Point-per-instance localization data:
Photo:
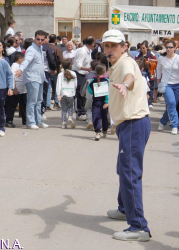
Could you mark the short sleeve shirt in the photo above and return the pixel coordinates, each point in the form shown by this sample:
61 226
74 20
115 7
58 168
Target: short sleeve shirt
135 105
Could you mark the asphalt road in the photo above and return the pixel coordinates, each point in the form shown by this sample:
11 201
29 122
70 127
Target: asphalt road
57 185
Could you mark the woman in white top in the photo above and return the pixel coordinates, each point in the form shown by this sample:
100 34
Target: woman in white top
66 89
171 94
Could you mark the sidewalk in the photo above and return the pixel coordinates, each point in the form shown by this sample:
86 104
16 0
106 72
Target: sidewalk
57 185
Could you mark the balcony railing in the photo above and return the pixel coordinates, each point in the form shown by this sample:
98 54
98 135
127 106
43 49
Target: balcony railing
94 10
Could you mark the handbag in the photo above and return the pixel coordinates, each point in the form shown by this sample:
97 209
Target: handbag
162 85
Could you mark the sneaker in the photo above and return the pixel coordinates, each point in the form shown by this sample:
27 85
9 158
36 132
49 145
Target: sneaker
81 118
44 117
56 106
104 134
160 126
10 124
89 125
116 214
113 129
174 131
2 133
33 127
132 235
48 108
43 125
97 137
70 121
64 125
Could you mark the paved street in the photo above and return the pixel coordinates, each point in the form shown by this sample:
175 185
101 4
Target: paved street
57 185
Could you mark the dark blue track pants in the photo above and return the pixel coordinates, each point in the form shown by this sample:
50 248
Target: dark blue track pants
133 136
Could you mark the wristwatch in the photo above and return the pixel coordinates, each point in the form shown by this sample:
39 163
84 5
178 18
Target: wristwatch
127 86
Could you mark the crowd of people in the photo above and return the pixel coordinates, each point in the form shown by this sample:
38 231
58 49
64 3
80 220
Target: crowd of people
49 70
70 74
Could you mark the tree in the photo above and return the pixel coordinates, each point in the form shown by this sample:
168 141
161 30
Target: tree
8 15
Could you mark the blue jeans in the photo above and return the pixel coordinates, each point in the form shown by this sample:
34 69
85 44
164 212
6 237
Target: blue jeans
171 96
2 109
133 136
48 93
33 106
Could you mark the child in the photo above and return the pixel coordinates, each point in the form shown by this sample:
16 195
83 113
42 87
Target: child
11 24
145 80
84 92
6 82
66 88
19 95
99 89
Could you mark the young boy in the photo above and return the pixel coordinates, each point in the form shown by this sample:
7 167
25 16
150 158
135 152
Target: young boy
145 80
11 24
84 92
18 97
6 82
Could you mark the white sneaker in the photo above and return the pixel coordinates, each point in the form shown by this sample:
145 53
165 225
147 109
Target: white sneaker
44 117
70 121
64 125
43 125
97 137
132 235
81 118
33 127
160 126
174 131
89 125
2 133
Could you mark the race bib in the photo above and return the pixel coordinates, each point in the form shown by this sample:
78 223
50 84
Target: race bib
101 90
68 86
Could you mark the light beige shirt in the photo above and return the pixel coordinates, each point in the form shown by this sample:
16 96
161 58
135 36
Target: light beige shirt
135 105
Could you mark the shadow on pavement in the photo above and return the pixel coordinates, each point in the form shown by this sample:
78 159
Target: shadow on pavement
90 138
155 245
52 217
175 154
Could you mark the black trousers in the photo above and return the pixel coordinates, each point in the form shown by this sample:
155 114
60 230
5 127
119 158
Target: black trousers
81 101
11 105
45 91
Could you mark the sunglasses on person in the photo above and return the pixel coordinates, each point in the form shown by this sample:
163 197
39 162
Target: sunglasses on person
38 39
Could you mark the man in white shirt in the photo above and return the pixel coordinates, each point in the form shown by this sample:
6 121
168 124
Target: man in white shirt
69 53
11 24
82 67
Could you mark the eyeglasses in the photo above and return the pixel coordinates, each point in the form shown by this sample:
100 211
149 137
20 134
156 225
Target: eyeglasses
38 39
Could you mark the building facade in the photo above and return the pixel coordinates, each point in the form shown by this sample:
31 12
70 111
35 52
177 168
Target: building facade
31 15
80 18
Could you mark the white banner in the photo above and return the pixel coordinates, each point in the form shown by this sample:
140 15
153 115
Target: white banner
163 33
144 17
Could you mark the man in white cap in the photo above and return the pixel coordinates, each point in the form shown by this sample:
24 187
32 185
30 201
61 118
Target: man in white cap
129 110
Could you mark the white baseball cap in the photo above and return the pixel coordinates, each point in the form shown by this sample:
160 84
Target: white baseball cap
114 36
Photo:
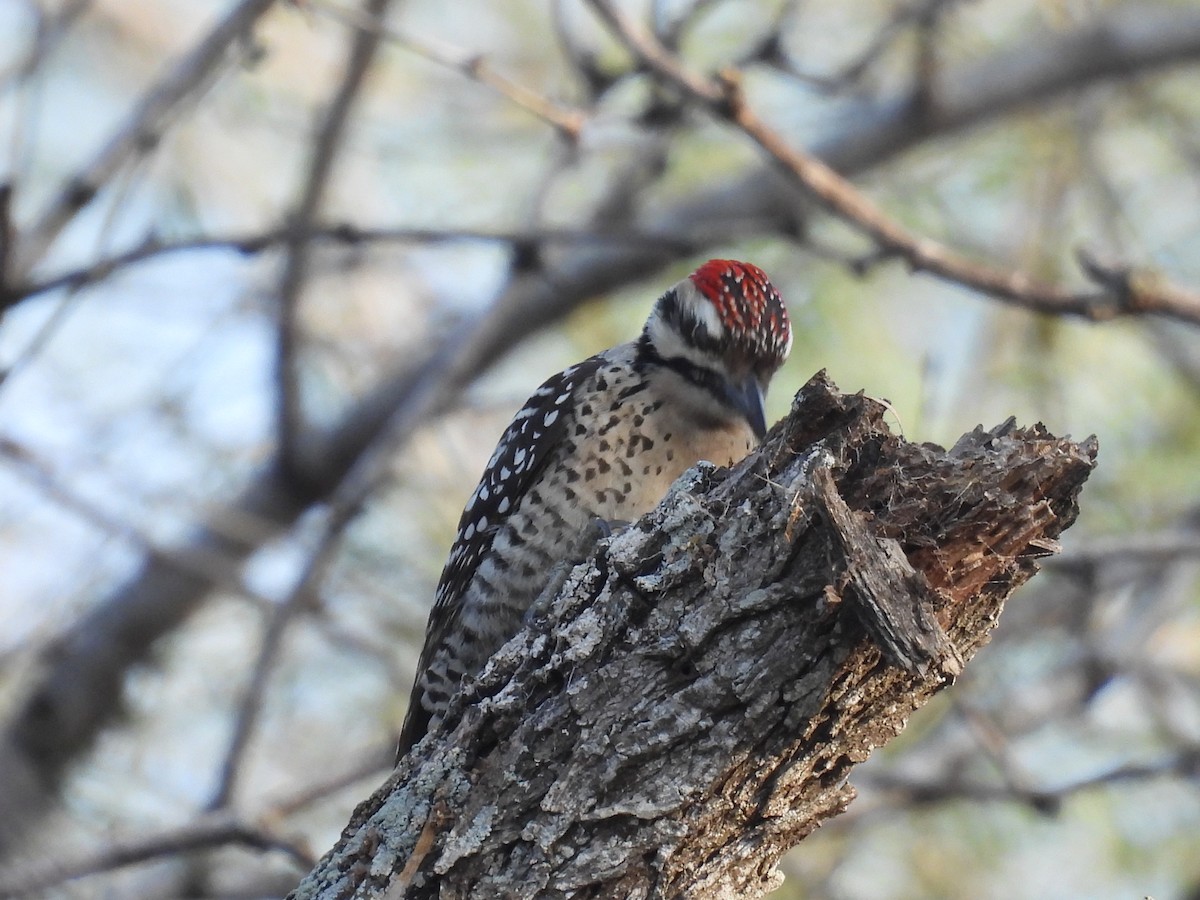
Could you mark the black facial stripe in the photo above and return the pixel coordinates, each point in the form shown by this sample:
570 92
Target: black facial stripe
708 381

Exercise requirements: Give the lines of the entries above exactly as they appear, leaving out each picture.

Response area:
Photo:
Could you mark the short sleeve shirt in the photo above and return the pixel coordinates, each point in the form shown by this sample:
61 226
74 20
115 7
58 168
Target: short sleeve shirt
135 105
Could you mark the asphalt road in the photo above and return the pixel coordinates, each point in the form shown by this sample:
11 201
29 122
70 127
Target: asphalt road
57 185
Could you mark the woman in white top in the photo above and return the pixel coordinates, each point in the form shown by this sample:
100 34
Target: woman in white top
66 89
171 94
Could you mark the sidewalk in the photo above and return the pixel coordinates, each point in the form shown by this sample:
86 104
16 0
106 72
Target: sidewalk
57 185
Could you mark the balcony railing in the photo above and return the pixel coordinates, each point in the form shown by this sample:
98 54
98 135
127 106
43 49
Target: balcony railing
94 10
Could you mark the handbag in the photo above and return the pixel coordinates, each point in the form shown by this sample:
97 209
Target: handbag
162 85
Could you mark the sneaker in the photo above and return the pixel coordinates, each point in the form shown by this sample:
27 85
9 158
36 132
49 145
Target: sneaker
81 118
44 117
56 106
104 134
160 126
10 124
89 125
116 214
113 129
174 131
2 133
33 127
132 235
48 108
43 125
97 137
70 121
64 125
Could you mark the paved street in the photo above and return the pixel coordinates, each point in the form shown by this sample:
175 185
101 4
Target: paved street
57 185
Could you mark the dark blue track pants in the photo above and return the pixel coordinates, each point in the form shown by this sample:
50 248
Target: dark blue track pants
133 136
Could you mark the wristwatch in the photo above and return the pixel coordinates, each point in the form shown by this sample:
39 163
84 5
178 18
Target: wristwatch
127 86
Could you mark the crowd of people in the photo above and return the pixel coordinates, each point in the form shown by this sample:
38 231
58 49
64 3
80 220
Target: crowd of people
49 70
70 74
Could you mark the tree in the photo above and return the pixel coordinates, each point in the form shown by this sample:
168 141
161 30
Target: tree
8 15
Could you mark the blue jeans in the photo above and return the pixel coordinates, each point in the form shown by this sample:
34 69
85 44
164 212
6 237
Target: blue jeans
171 96
2 109
133 136
48 93
33 106
Could you mark the child in the photo above and return the pixel coordinates, each point in the form shown by this sample:
16 195
83 113
42 87
Target: child
11 24
145 80
84 92
6 82
66 88
19 95
99 89
Could you mark the young boy in the photo above and return the pixel coordinates, each point in the form shown by this sample:
7 167
25 16
150 158
135 152
Target: young boy
145 80
11 24
84 92
18 97
6 82
Could you mark the white sneaker in the photo above and return the pixel coordinates, each point in the form shown by this sample:
145 53
165 225
147 109
Target: white sneaker
44 117
70 121
64 125
43 125
97 137
132 235
81 118
33 127
160 126
174 131
89 125
2 133
Could you mark the race bib in the photo above and return the pixel coordinates, each point in the form shown by this sample:
78 223
50 84
Target: race bib
101 90
68 86
Could you mark the light beige shirt in the photo above and return the pixel coordinates, each point in the form shown by this sample:
16 96
161 58
135 36
Target: light beige shirt
135 105
Could you mark the shadow on pavement in the photo above and return the pixel coordinates, each point in the form shown by this sample:
78 159
Target: shadow on pavement
90 138
155 245
52 217
175 154
Could you mark the black trousers in the photo above and return the pixel coordinates, each point in the form shown by this sample:
155 114
60 230
5 127
119 158
Target: black trousers
81 101
11 105
45 91
Could you mark the sunglasses on person in the photo above and return the pixel coordinates, each point in the form shown by this sample:
163 197
39 162
Target: sunglasses on person
38 39
Could you mark the man in white shirt in the photo above and return the pixel coordinates, each point in the form shown by this sample:
6 121
168 124
Target: man in white shirt
69 53
11 24
82 67
Could you mark the eyeglasses in the photo above and return the pixel coordinates, each point in the form shown by this sample:
100 211
149 137
20 134
156 225
Target: eyeglasses
38 39
Could you mark the building facade in the photo above and return the pixel coordinates, each point in the form shown by this sample:
31 12
70 111
35 52
177 168
Target: building facade
31 15
80 18
Could you mark the white banner in the photo above and return the pixel coordinates, each point in the form shown by this sample:
140 15
153 115
Target: white banner
163 33
144 17
Could you mark the man in white cap in the photo above and return the pixel coordinates, each point in the form shown by this sample:
24 187
32 185
30 201
61 118
Target: man in white cap
129 110
Could you mark the white baseball cap in the photo above and return the pixel coordinates, each point in the form shown by this sample:
160 84
Target: white baseball cap
114 36
Photo:
Could you mark the black facial stripe in the photo above and return the pixel coordinates, each point in the form shown by this sample:
570 92
Target: black facial stripe
708 381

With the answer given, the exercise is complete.